--- Source material ---

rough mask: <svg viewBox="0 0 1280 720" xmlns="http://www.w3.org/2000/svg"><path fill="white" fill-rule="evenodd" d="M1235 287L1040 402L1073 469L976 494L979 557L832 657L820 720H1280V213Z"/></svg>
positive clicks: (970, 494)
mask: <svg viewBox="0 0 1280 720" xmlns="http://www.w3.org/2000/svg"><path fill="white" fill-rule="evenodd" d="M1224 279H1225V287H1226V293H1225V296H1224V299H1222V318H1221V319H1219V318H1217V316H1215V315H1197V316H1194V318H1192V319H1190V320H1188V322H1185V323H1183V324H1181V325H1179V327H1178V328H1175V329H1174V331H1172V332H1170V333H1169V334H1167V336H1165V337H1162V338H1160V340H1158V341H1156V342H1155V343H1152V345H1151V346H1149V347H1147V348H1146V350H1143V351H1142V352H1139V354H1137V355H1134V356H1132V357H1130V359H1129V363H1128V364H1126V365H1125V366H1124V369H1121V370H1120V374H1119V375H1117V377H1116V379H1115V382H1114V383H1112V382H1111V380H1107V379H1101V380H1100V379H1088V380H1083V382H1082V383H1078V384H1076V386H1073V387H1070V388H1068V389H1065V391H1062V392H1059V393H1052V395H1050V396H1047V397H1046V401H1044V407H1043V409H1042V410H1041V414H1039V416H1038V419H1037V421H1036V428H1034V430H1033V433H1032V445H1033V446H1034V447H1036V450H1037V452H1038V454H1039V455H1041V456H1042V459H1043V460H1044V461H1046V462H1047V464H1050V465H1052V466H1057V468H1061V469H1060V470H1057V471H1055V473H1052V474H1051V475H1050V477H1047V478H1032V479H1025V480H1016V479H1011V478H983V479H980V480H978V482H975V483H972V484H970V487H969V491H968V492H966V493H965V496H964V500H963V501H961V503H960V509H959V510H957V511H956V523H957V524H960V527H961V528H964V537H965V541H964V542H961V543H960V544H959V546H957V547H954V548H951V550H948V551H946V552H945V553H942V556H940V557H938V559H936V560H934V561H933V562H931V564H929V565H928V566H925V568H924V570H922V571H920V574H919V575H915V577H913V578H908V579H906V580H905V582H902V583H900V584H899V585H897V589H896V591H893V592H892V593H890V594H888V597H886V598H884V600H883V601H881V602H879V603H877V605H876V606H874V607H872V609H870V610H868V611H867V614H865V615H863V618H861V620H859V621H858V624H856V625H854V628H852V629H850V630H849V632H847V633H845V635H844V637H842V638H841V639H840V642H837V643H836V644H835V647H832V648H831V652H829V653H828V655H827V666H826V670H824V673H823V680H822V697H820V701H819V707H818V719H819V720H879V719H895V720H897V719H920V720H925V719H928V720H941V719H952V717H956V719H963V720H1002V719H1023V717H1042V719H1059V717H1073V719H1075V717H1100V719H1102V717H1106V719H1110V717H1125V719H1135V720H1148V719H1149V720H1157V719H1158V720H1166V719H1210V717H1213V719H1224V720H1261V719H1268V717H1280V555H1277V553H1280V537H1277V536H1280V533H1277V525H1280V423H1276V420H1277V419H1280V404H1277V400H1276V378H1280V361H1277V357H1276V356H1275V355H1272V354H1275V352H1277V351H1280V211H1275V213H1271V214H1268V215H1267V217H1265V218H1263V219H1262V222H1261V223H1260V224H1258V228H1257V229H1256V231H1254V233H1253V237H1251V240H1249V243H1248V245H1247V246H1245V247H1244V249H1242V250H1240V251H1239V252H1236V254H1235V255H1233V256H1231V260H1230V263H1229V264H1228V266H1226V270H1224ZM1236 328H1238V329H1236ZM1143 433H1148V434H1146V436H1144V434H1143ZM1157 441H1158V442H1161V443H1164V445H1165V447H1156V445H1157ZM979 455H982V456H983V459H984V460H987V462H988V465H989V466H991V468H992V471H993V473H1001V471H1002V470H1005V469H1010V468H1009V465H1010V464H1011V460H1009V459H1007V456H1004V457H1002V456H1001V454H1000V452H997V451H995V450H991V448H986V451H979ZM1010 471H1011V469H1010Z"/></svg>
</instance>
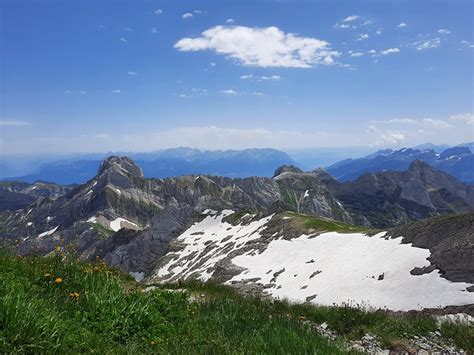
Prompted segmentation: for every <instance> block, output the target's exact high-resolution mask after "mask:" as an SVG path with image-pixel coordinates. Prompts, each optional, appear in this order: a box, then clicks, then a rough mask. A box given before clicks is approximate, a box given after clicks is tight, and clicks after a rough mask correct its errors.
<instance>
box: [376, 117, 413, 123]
mask: <svg viewBox="0 0 474 355" xmlns="http://www.w3.org/2000/svg"><path fill="white" fill-rule="evenodd" d="M384 122H388V123H401V124H416V123H417V122H418V121H417V120H414V119H412V118H392V119H391V120H387V121H384Z"/></svg>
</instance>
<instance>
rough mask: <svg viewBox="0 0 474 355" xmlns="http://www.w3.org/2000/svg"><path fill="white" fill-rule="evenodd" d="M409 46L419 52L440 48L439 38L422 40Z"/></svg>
mask: <svg viewBox="0 0 474 355" xmlns="http://www.w3.org/2000/svg"><path fill="white" fill-rule="evenodd" d="M411 46H413V47H415V48H416V49H417V50H419V51H423V50H425V49H432V48H438V47H439V46H441V38H439V37H435V38H430V39H424V40H421V41H417V42H413V43H412V44H411Z"/></svg>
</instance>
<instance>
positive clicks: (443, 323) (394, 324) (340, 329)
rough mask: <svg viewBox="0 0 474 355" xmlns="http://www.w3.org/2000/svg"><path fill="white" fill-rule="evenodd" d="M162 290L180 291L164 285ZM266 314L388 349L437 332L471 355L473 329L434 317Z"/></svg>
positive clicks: (225, 297) (191, 291)
mask: <svg viewBox="0 0 474 355" xmlns="http://www.w3.org/2000/svg"><path fill="white" fill-rule="evenodd" d="M165 287H183V285H181V286H176V285H166V286H165ZM184 287H186V289H188V290H190V291H191V292H194V293H198V294H199V293H203V294H205V295H206V296H207V297H209V299H211V300H212V299H216V300H218V299H221V298H226V299H232V298H233V299H243V297H242V296H240V295H239V294H237V292H236V291H235V290H234V289H231V288H229V287H226V286H222V285H218V284H213V283H201V282H190V283H186V284H185V285H184ZM267 312H269V314H272V313H274V314H286V315H287V316H290V317H291V318H294V319H300V320H301V319H304V320H308V321H311V322H314V323H317V324H322V323H326V324H327V325H328V328H329V329H331V330H333V331H335V332H337V334H338V335H340V336H341V338H342V339H345V340H349V341H350V340H358V339H360V338H361V337H362V336H364V335H365V334H373V335H375V336H376V337H377V339H378V340H379V341H380V343H381V345H382V346H383V347H384V348H387V349H393V350H405V349H403V347H404V345H405V344H406V343H407V340H408V339H411V338H413V337H415V336H427V335H428V334H429V333H430V332H436V331H439V332H440V333H441V334H442V337H443V339H444V341H445V342H447V343H454V344H455V345H456V346H457V347H459V348H461V349H463V350H466V351H468V353H470V354H474V327H472V326H469V325H466V324H458V323H450V322H447V323H443V324H442V325H441V327H439V326H438V324H437V322H436V320H435V319H434V317H432V316H430V315H427V314H412V313H403V314H402V313H399V314H394V313H392V312H387V311H382V310H380V311H369V310H365V309H362V308H360V307H359V308H357V307H349V306H348V305H347V306H341V307H323V306H317V307H316V306H313V305H309V304H290V303H288V302H284V301H274V302H272V303H271V305H270V304H268V305H267Z"/></svg>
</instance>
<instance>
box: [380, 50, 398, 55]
mask: <svg viewBox="0 0 474 355" xmlns="http://www.w3.org/2000/svg"><path fill="white" fill-rule="evenodd" d="M394 53H400V49H398V48H388V49H385V50H383V51H380V54H381V55H389V54H394Z"/></svg>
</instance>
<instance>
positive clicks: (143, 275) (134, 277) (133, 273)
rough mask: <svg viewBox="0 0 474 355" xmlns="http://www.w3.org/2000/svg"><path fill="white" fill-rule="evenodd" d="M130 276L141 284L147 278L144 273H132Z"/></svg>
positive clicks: (142, 272)
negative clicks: (143, 279) (143, 278)
mask: <svg viewBox="0 0 474 355" xmlns="http://www.w3.org/2000/svg"><path fill="white" fill-rule="evenodd" d="M130 276H132V277H133V278H135V281H137V282H140V281H142V280H143V278H144V277H145V273H144V272H131V273H130Z"/></svg>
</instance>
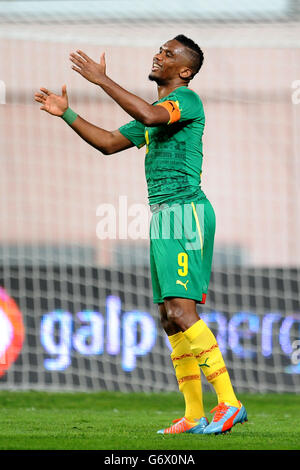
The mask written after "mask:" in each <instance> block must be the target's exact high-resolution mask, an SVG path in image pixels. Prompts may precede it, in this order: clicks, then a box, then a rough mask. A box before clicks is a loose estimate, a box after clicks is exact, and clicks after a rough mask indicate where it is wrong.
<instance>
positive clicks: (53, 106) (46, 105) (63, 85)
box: [34, 85, 69, 116]
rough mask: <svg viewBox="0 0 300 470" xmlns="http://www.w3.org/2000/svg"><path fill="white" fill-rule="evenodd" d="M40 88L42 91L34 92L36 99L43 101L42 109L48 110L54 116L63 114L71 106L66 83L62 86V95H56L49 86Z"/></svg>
mask: <svg viewBox="0 0 300 470" xmlns="http://www.w3.org/2000/svg"><path fill="white" fill-rule="evenodd" d="M40 90H41V91H42V93H35V94H34V99H35V101H37V102H38V103H42V106H41V107H40V109H42V110H43V111H47V113H49V114H53V116H62V115H63V114H64V112H65V111H66V110H67V109H68V107H69V103H68V95H67V87H66V85H63V86H62V94H61V96H60V95H55V94H54V93H52V92H51V91H49V90H47V88H40Z"/></svg>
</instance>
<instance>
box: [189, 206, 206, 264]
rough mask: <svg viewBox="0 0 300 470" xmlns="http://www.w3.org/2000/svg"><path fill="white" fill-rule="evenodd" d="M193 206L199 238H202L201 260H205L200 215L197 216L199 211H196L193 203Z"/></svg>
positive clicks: (192, 207)
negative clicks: (201, 231) (203, 248)
mask: <svg viewBox="0 0 300 470" xmlns="http://www.w3.org/2000/svg"><path fill="white" fill-rule="evenodd" d="M191 204H192V208H193V213H194V217H195V220H196V225H197V229H198V233H199V237H200V244H201V259H203V238H202V233H201V228H200V223H199V219H198V214H197V211H196V207H195V204H194V203H193V202H192V203H191Z"/></svg>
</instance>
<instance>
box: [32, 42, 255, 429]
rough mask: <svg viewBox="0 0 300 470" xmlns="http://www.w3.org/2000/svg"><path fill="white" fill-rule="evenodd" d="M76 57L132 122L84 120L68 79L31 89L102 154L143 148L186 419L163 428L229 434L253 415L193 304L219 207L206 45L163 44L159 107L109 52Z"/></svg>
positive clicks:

---

_Task statement_: Look through the data above. Copy every line with the string "before" in it.

_Written reply_:
Prompted segmentation: for every <instance> block, output the target's exact high-resolution mask after "mask:" as an SVG path with image-pixel coordinates. Prompts, each optional, appear in this order: a box, then clicks, then a rough mask. A box given before clicks is approximate, a box given after clicks is tight, and clicks after a rough mask correct its errors.
The mask written after "mask:" in each <instance> block must be the target's exact high-resolution mask, an SVG path in image pixels. Prompts may precede it, in this order: clicks, then a box, then a rough mask. A box before clicks is a loose estimate, a box after clicks is exact, and clicks after a rough mask indicate where it is wrong.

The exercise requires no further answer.